Por allí pasan aquellos hombres, aquellas mujeres que destriparon terrones en amaneceres con escarchas, pasan aquellos seres que no se fueron en vano a descansar bajo la tierra, aunque la realidad que llamamos real así lo testifica son sus lápidas.
Saer decía que uno debe ser fiel a una zona, en realidad lo decía Lezcano, su personaje en ese texto magistral que se llama "Discurso sobre el término zona".
Para un hombre que respiró y anduvo esa llanura despojada, lisa, con el cielo como un plato estremecido que se junta allá a lo lejos con una línea verde que el crepúsculo tiñe de violáceo, ella tiene sentido.
Para un hombre que miró el vuelo libre de los pájaros, los vio rodeando con sus alas el aire claro de diciembre.
Para un hombre que recibió ese paisaje en esa hora primigenia del existir donde todo era principio y ese aire que daba vueltas sobre él, ese cielo, ese sol y esos crepúsculos no podrán ser luego cambiados por ningún otro paisaje.
Un hombre que vivió una infancia de espacios abiertos queda marcado para siempre.
No es raro entonces que a veces lo recuerde.

Entradas de datos

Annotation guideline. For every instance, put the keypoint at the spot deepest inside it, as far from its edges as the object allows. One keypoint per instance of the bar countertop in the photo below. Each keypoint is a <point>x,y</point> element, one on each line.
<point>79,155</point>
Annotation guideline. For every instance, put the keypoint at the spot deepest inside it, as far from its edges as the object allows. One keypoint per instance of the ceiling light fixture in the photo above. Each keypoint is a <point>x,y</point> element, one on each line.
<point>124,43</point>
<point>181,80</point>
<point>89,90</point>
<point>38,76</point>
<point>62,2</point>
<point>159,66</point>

...

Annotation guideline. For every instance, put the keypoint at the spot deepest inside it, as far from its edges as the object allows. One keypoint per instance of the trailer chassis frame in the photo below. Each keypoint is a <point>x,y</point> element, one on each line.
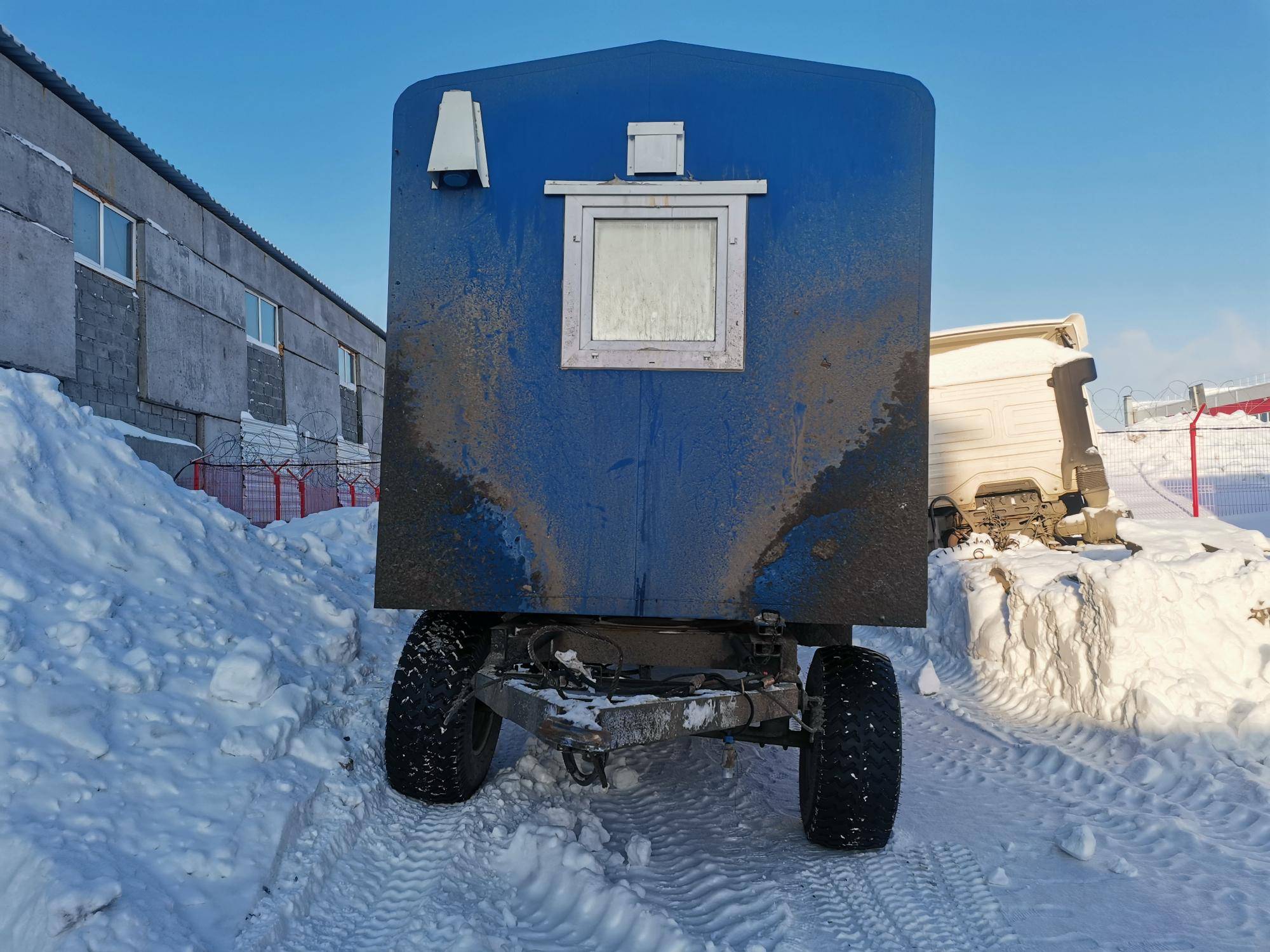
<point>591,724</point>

Tarea por realizar
En el fragmento, la oración que empieza con «Para un hombre que recibió ese paisaje» nombra lo que luego no podrá ser cambiado por ningún otro paisaje. Enumera todos esos elementos.

Solución
- ese aire que daba vueltas sobre él
- ese cielo
- ese sol
- esos crepúsculos